** BEGIN EXERCISE MATERIALS **
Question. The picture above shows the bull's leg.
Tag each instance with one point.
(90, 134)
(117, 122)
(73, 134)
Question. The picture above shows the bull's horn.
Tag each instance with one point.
** END EXERCISE MATERIALS **
__GIVEN REQUEST__
Reproduce every line of the listing above verbatim, without alteration.

__IN RESPONSE__
Question. The picture above shows the bull's leg.
Tag each instance with one point.
(90, 134)
(117, 122)
(73, 134)
Question. The picture above shows the bull's horn.
Tag each instance with one point.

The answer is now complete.